TASKS AND EXERCISES
1 - Decide whether each statement below agrees with the text on B.C. Rich, answering yes or no and quoting the deciding words: (a) B.C. Rich was founded in 1969; (b) all B.C. Rich instruments were made in the US; (c) Hanser Music Group is based in Orange, California.
2 - Summarize the text on B.C. Rich below in two sentences.

***** TEXT TO READ

B.C. Rich is an American brand of acoustic and electric guitars and bass guitars founded by Bernardo Chavez Rico in 1969.

History 
The company started making electric guitars in the 1970s. In the following decade B.C. Rich gained a broad exposure with the popularity of heavy metal and has often been linked to that music scene. High-end B.C. Rich instruments were custom-made in the US by Ron Estrada whereas the mid- and low-end models were produced in different countries in Asia. The company briefly switched owners in the 1990s before being acquired in the 2000s by Hanser Music Group, a distribution company based in Hebron, Kentucky. B.C Rich was later licensed to Praxis Musical based in Orange, California until 2018.

On July 21, 2019, the official B.C. Rich Facebook page announced a change in ownership. The new management has reintroduced BC legacy models such as the IronBird and Stealth.

Design and types

Initially the pickups were Gibson, rewired as four-conductor and potted. Later, Guild pickups were rewired the same way.

In 1974–1975, some custom guitar models, and from 1975 to 1982, many production bass guitars were fitted with adjustable-pole humbucker pickups, designed by Sergio Zuñica.

**********
***** DATA

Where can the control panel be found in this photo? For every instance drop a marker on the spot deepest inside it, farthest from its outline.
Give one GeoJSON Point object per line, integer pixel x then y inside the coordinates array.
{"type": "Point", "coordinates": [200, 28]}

**********

ANSWERS TO THE PROBLEMS
1 -
(a) Yes: "founded by Bernardo Chavez Rico in 1969"
(b) No: "whereas the mid- and low-end models were produced in different countries in Asia"
(c) No: "a distribution company based in Hebron, Kentucky"

2 - B.C. Rich is an American guitar and bass brand, founded by Bernardo Chavez Rico in 1969, that began making electric guitars in the 1970s and became linked with heavy metal in the following decade. After changes of owner in the 1990s and 2000s and a license to Praxis Musical until 2018, a change in ownership was announced in July 2019, and the new management reintroduced legacy models such as the IronBird and Stealth.